From the data below, retype exactly the lines starting with the one that contains "column 318, row 349" and ending with the one that contains "column 355, row 245", both included.

----

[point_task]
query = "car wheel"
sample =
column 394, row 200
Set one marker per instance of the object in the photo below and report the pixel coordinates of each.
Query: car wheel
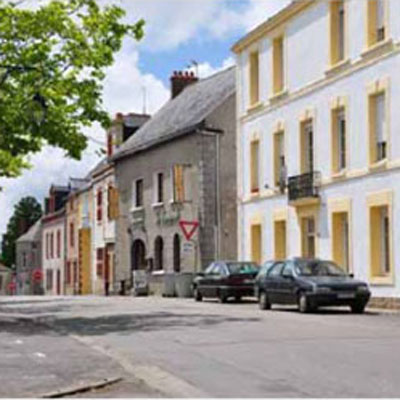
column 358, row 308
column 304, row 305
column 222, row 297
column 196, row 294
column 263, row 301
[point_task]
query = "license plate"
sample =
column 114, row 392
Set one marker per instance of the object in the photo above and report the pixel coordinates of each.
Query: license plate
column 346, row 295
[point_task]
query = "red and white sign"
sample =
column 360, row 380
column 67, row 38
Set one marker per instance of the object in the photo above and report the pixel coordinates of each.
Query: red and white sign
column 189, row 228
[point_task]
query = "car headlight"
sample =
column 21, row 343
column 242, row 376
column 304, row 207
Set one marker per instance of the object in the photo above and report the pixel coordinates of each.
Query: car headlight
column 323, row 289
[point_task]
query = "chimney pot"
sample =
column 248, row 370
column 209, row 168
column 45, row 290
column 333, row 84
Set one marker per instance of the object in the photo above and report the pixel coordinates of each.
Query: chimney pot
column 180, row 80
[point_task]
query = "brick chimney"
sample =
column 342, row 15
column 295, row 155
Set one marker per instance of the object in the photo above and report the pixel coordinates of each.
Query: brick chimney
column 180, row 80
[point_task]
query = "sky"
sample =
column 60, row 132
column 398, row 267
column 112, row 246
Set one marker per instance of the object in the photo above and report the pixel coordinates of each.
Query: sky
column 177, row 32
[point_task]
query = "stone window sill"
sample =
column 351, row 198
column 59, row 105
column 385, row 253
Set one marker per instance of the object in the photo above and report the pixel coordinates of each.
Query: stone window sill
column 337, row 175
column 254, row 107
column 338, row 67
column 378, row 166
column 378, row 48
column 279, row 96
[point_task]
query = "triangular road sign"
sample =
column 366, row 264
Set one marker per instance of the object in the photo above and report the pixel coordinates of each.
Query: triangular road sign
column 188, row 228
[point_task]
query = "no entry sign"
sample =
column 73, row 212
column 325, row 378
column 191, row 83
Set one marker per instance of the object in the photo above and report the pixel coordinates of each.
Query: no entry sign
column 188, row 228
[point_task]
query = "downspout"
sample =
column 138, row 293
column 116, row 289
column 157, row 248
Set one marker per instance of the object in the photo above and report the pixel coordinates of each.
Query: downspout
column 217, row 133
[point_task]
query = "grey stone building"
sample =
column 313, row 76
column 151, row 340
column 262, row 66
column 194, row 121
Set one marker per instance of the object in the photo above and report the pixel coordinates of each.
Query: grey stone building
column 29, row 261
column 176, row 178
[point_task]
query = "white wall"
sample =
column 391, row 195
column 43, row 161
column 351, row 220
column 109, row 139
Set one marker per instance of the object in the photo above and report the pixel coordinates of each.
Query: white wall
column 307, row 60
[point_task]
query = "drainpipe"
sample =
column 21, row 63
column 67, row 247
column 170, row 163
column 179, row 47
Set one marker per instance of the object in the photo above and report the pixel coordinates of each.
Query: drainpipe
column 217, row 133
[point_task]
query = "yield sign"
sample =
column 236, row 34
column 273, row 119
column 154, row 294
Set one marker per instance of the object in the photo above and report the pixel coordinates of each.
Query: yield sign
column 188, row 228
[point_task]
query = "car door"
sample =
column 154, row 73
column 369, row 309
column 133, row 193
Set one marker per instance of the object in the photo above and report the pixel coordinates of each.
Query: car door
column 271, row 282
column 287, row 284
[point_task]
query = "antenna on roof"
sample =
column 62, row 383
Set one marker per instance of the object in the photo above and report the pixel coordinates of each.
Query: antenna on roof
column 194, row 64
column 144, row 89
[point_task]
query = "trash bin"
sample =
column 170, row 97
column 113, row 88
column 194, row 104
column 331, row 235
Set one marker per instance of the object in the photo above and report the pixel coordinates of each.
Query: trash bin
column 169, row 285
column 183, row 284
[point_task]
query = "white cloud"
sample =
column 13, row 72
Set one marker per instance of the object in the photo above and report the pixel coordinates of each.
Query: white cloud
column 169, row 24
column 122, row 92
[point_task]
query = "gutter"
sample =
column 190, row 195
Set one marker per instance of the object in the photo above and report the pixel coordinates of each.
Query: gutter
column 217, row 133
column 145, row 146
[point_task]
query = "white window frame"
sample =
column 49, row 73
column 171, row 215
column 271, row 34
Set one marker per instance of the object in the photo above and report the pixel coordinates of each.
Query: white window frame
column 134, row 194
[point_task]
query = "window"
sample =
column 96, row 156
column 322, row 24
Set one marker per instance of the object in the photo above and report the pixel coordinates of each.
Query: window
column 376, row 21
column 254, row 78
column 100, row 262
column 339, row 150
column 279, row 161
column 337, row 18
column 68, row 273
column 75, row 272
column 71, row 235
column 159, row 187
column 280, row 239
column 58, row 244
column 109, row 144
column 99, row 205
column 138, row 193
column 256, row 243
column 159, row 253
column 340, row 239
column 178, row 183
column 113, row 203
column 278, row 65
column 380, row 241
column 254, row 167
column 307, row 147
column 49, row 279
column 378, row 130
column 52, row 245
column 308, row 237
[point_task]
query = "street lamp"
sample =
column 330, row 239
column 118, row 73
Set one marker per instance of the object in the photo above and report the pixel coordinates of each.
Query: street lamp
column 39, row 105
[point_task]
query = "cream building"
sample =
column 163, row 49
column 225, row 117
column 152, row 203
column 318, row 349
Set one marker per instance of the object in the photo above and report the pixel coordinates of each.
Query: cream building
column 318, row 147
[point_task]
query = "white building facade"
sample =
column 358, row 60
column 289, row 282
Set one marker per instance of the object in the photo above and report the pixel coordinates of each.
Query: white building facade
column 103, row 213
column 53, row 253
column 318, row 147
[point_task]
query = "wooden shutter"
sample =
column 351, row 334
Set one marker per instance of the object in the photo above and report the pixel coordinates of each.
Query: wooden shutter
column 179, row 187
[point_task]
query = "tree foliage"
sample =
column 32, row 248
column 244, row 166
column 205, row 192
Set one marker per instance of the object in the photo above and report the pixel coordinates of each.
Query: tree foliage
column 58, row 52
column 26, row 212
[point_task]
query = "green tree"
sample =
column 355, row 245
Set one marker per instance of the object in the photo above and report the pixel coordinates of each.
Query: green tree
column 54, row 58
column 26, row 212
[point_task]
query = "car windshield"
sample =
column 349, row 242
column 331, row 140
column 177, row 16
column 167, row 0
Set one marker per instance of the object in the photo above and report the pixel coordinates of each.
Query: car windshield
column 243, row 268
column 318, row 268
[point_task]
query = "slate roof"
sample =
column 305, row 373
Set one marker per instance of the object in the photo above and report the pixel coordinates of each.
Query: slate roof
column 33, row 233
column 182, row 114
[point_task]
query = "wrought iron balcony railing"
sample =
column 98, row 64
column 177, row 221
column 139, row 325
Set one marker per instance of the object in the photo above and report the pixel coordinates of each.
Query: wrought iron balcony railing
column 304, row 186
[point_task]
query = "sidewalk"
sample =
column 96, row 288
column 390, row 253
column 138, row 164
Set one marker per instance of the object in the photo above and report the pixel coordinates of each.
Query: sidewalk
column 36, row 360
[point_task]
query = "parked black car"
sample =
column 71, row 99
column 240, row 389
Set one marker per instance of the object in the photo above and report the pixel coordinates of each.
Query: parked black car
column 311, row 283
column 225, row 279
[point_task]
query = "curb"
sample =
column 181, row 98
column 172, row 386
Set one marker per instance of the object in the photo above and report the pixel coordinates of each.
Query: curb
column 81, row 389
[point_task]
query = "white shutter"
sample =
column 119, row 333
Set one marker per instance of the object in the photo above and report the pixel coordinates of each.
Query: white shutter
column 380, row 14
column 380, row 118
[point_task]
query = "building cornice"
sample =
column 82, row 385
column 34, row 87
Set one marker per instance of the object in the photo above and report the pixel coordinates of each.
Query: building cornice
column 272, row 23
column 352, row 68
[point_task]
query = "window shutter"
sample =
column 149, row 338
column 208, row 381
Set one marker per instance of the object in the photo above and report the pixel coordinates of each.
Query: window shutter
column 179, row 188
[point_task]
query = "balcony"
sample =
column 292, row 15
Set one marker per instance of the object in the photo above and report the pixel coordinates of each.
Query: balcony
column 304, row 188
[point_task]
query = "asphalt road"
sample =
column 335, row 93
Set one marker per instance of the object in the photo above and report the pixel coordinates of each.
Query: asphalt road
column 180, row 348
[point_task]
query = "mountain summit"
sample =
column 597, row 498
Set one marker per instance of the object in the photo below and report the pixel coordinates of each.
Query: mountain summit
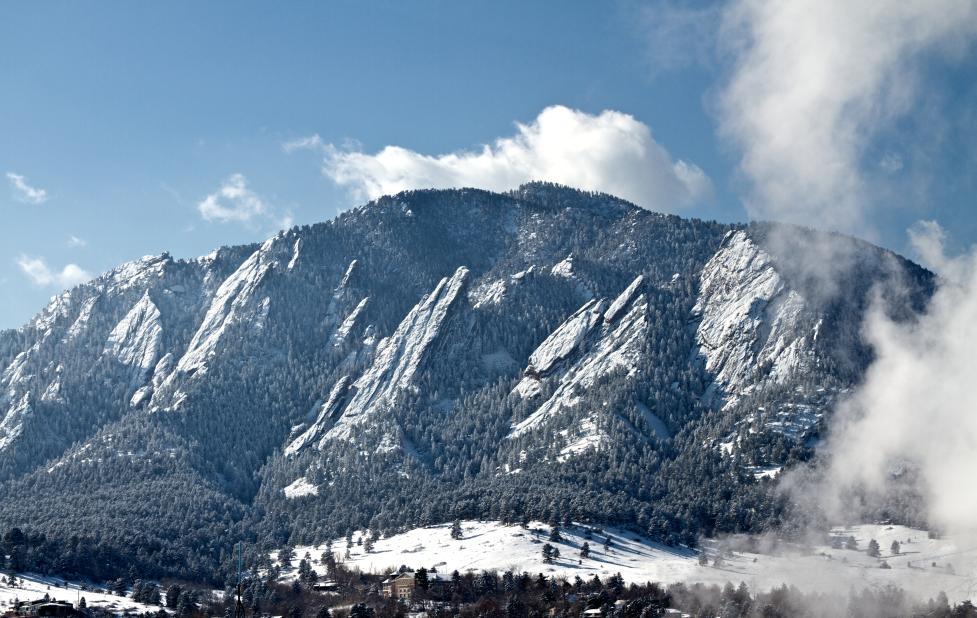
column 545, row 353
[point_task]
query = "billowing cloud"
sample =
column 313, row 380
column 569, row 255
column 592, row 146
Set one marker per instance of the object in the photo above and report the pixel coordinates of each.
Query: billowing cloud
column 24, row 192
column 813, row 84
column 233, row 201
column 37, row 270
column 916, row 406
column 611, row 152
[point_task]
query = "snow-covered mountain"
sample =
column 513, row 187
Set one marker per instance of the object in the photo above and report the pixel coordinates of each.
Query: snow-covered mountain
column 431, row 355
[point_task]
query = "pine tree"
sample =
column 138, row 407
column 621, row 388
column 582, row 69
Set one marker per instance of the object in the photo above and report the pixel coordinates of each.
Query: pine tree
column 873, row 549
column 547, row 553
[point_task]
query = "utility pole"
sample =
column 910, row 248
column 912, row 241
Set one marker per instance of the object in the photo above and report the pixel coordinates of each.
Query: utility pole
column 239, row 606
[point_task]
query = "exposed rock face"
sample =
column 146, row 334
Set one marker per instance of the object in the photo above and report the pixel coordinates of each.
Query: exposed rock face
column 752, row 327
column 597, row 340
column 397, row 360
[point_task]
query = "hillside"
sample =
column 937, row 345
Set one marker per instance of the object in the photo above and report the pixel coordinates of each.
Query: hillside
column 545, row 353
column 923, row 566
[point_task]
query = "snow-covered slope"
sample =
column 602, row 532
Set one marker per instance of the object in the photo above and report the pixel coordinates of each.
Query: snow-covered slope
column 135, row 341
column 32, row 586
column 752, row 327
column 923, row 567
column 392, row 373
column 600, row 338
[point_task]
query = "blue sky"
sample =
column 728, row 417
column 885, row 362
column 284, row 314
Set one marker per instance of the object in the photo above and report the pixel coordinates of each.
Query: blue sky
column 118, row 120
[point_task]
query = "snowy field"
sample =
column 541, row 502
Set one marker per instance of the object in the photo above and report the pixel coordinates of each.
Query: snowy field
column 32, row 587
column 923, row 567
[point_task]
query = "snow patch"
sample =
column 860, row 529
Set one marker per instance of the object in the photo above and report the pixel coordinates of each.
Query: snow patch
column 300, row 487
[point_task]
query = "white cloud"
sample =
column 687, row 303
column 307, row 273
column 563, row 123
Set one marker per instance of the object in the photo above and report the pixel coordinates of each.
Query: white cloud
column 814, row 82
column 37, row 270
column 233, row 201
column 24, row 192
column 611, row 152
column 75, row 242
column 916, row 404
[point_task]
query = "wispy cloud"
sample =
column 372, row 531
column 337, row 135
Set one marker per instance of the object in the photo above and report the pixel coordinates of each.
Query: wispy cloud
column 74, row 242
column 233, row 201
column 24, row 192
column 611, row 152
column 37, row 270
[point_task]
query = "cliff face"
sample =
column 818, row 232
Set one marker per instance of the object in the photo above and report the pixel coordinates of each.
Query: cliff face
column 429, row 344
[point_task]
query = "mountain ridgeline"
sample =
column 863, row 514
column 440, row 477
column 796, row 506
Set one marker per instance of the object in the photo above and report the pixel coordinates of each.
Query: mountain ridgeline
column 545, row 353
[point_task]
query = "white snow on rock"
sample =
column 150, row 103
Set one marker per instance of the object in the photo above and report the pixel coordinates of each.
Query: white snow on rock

----

> _Task solution_
column 318, row 349
Set one marker per instance of the object in the photo above and report the pixel coordinates of each.
Query: cream building
column 318, row 147
[point_task]
query = "white building facade"
sample =
column 358, row 60
column 289, row 282
Set one marker per instance of the object in the photo above and report the pixel coordinates of each.
Query: white building facade
column 103, row 213
column 53, row 253
column 318, row 147
[point_task]
query = "wooden shutter"
sample =
column 351, row 334
Set one marker per instance of the object in the photo above and report the pixel coordinates of each.
Query: wooden shutter
column 179, row 187
[point_task]
query = "tree foliage"
sample =
column 32, row 248
column 244, row 166
column 205, row 192
Set one marker per instance of the object in the photo above and report the pixel coordinates of each.
Query: tree foliage
column 58, row 52
column 26, row 212
[point_task]
query = "green tree"
sample =
column 355, row 245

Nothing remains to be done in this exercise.